Nothing may be dropped or added when the entries below are copied.

== Given data ==

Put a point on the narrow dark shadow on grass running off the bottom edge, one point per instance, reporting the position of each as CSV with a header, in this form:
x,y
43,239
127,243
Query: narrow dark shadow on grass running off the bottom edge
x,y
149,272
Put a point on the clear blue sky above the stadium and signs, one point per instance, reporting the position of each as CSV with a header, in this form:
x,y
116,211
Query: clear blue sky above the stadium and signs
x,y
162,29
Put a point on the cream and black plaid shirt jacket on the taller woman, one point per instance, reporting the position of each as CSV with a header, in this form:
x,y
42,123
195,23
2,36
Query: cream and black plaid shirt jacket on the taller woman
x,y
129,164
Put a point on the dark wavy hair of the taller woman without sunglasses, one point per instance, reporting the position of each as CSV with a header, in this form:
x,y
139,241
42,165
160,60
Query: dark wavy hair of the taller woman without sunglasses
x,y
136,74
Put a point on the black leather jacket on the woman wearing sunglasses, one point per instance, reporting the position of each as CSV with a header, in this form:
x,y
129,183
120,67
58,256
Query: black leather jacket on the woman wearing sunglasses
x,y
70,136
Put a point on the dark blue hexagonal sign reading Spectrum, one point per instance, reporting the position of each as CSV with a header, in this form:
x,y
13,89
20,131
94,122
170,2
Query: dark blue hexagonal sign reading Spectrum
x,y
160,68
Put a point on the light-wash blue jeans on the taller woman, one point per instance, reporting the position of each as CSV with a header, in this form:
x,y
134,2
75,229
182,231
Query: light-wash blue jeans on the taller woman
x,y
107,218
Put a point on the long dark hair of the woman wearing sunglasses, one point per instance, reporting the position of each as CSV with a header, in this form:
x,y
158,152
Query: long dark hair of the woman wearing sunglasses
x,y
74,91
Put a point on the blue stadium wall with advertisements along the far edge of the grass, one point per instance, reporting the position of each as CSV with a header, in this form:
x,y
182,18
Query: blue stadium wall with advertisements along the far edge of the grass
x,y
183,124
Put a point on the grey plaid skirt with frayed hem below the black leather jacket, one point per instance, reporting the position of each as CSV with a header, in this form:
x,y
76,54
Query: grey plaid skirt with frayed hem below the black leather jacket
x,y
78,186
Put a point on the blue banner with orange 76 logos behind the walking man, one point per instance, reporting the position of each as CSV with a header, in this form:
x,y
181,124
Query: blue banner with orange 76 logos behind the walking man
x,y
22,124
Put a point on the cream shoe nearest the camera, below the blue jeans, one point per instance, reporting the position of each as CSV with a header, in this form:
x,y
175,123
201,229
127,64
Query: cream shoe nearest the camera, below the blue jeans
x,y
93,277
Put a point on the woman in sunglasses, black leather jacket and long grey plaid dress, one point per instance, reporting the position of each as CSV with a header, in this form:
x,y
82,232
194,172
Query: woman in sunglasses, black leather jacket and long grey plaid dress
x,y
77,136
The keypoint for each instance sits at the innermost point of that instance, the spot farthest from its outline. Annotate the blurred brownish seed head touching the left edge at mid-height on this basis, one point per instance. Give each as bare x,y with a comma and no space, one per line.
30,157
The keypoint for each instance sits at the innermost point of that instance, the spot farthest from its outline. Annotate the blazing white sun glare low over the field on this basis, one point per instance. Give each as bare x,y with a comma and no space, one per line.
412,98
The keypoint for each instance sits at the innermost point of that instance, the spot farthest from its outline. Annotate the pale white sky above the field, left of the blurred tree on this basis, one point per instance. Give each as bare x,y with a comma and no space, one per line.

===

Answer below:
Put a point on the narrow dark shadow on grass running off the bottom edge, one point per instance, reporting the position of each as CSV with a header, in this form:
x,y
43,239
127,243
Query: narrow dark shadow on grass running off the bottom edge
x,y
149,272
Put a point on the clear blue sky above the stadium and signs, one point per instance, reporting the position of each as CSV with a header, in this form:
x,y
116,211
Query: clear blue sky above the stadium and signs
x,y
162,29
Put a point on the cream and black plaid shirt jacket on the taller woman, one point per instance, reporting the position of each as CSV with a header, in this form:
x,y
42,123
195,23
2,36
Query: cream and black plaid shirt jacket on the taller woman
x,y
129,164
Put a point on the dark wavy hair of the taller woman without sunglasses, one point per instance, reporting the position of each as CSV with a header, in this form:
x,y
139,241
42,165
160,60
Query: dark wavy hair of the taller woman without sunglasses
x,y
136,74
Put a point on the black leather jacket on the woman wearing sunglasses, one point per instance, reporting the position of each as CSV with a header, in this form:
x,y
129,183
120,67
58,256
Query: black leather jacket on the woman wearing sunglasses
x,y
70,136
Put a point on the dark blue hexagonal sign reading Spectrum, one point per instance, reporting the position of each as CSV with a header, in this form:
x,y
13,89
20,131
94,122
170,2
Query: dark blue hexagonal sign reading Spectrum
x,y
160,68
Put a point on the light-wash blue jeans on the taller woman, one point per instance, reporting the position of each as CSV with a header, in this form:
x,y
134,2
75,229
182,231
Query: light-wash blue jeans on the taller woman
x,y
107,218
Put a point on the long dark hair of the woman wearing sunglasses, one point per instance, reporting the position of each as CSV with a header, in this form:
x,y
158,152
Query: long dark hair of the woman wearing sunglasses
x,y
74,91
Put a point on the blue stadium wall with advertisements along the far edge of the grass, one point per instance, reporting the position of each as CSV with a header, in this form:
x,y
182,18
Query: blue stadium wall with advertisements along the far edge of the grass
x,y
183,124
Put a point on the grey plaid skirt with frayed hem below the black leather jacket, one point per instance, reporting the position of each as CSV with a header, in this form:
x,y
76,54
Query: grey plaid skirt with frayed hem below the black leather jacket
x,y
78,186
Put a point on the blue banner with orange 76 logos behind the walking man, one point per instance, reporting the position of each as CSV with a header, in this form:
x,y
181,124
Query: blue banner with orange 76 logos behind the walking man
x,y
22,124
Put a point on the cream shoe nearest the camera, below the blue jeans, one point per instance, reporting the position of each as CSV with a header, in this form:
x,y
175,123
201,229
127,64
Query: cream shoe nearest the camera, below the blue jeans
x,y
93,277
Put a point on the woman in sunglasses, black leather jacket and long grey plaid dress, one point per instance, reporting the position of each as CSV with a header, in this form:
x,y
82,232
194,172
Query: woman in sunglasses, black leather jacket and long grey plaid dress
x,y
77,136
The keypoint for each instance sits at the innermost point of that instance, the spot farthest from its outline. Annotate the blurred brownish seed head touching the left edge at mid-height on this basis, one point per instance. Give each as bare x,y with a comma and no space, one per line.
30,157
The keypoint for each instance sits at the innermost point of that instance, the spot farthest from its outline. Annotate the blazing white sun glare low over the field on this basis, one point per instance. Give each as bare x,y with a comma and no space, one per line.
412,98
The keypoint for each instance sits at the innermost point of that instance, the spot farthest from its outline. Annotate the pale white sky above the field, left of the blurred tree on this basis, one point per instance. Give each as bare x,y with a comma and no space, one per line.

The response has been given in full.